Records from a data source:

┄┄┄┄┄┄┄┄┄┄┄┄┄┄┄┄┄┄┄┄

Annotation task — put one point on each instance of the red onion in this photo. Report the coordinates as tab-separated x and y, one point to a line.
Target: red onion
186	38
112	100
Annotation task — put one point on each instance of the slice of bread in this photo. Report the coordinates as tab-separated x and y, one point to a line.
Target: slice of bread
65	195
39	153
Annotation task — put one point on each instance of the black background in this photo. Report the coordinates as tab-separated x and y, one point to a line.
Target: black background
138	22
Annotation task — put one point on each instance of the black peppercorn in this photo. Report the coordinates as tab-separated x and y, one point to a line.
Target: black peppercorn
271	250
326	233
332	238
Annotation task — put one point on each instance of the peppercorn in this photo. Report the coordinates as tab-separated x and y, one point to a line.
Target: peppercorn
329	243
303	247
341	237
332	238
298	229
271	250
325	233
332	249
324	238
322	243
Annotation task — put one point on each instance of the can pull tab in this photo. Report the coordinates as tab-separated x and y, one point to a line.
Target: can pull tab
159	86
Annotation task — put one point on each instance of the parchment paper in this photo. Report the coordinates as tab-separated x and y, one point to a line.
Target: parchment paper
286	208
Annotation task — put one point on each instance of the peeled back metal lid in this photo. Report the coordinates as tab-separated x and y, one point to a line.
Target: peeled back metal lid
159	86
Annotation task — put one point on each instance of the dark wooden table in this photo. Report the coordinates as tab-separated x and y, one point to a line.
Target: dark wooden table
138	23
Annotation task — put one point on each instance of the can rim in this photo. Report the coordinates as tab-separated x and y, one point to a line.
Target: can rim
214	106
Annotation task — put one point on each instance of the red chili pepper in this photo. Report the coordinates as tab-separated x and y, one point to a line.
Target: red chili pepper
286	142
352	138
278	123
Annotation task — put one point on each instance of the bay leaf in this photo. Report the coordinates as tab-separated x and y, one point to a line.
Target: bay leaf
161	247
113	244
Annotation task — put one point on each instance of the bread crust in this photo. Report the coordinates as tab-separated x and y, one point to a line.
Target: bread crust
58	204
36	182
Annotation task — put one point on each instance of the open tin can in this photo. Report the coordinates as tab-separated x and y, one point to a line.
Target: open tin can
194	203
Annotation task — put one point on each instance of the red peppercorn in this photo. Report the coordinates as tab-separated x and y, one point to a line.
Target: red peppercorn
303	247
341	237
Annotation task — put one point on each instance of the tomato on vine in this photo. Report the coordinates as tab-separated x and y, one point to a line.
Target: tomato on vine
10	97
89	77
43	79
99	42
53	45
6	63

┄┄┄┄┄┄┄┄┄┄┄┄┄┄┄┄┄┄┄┄

All of the material above needs to be retyped word for word.

Annotation task — put one point on each instance of the red onion in this photo. Report the coordinates as tab-separated x and y, one point to a line.
Target: red onion
186	38
112	100
Annotation task — put one point on each instance of the slice of bread in this photo. Report the coordinates as tab-separated x and y, one point to a line.
Target: slice of bread
65	195
39	153
Annotation task — put one point on each instance of the black background in this photo. Report the coordinates as tab-separated x and y, one point to a line.
Target: black background
138	22
Annotation task — put one point on each instance of the black peppercorn in this photo. Report the coordinates as tab-separated x and y, one point to a line.
Target: black peppercorn
271	250
326	233
332	238
Annotation task — put one point on each instance of the peppercorn in this photo. Report the coordinates as tab-separated x and y, one point to a line.
Target: peppercorn
329	243
303	247
341	237
332	238
298	229
271	250
325	233
332	249
324	238
322	243
Annotation task — put one point on each instance of the can pull tab in this photo. Report the coordinates as tab-separated x and y, one point to a line.
Target: can pull tab
159	86
Annotation task — put one point on each instance of the parchment paper in this photo. Report the coordinates as tab-separated x and y, one point to a line.
Target: parchment paper
286	208
Annotation task — put one point on each instance of the peeled back metal lid in this photo. Report the coordinates as tab-separated x and y, one point to a line.
Target: peeled back metal lid
159	86
Annotation task — put one point on each instance of the dark wooden table in this photo. Report the coordinates as tab-separated x and y, one point to a line.
Target: dark wooden table
138	23
Annotation task — put one point on each instance of the can rim in this photo. Report the coordinates as tab-separated x and y, one point to a line.
Target: can rim
214	106
Annotation task — put one point on each instance of the red chili pepper in this photo. Report the coordinates as tab-separated x and y, one point to a line.
Target: red chili pepper
286	142
352	138
278	123
Annotation task — put one point on each instance of the bay leaf in this photo. Report the coordinates as tab-separated x and y, one point to a line.
Target: bay leaf
161	247
113	244
Annotation task — put one point on each instance of the bread crust in this photo. Report the coordinates as tab-separated x and y, one point to a line.
Target: bread crust
58	204
36	182
Annotation task — put one point on each instance of the open tin can in this photo. Report the coordinates as tab-separated x and y, one point to a line.
Target: open tin can
194	203
Annotation task — put one point on each instance of the red peppercorn in this photo. Report the coordinates as tab-separated x and y, one point to a line.
Target: red peppercorn
303	247
341	237
Annotation task — put one point on each instance of the tomato on vine in this photo. Report the coordinates as tab-separated x and y, one point to a line.
Target: tomato on vine
10	97
89	77
43	79
99	42
53	45
6	63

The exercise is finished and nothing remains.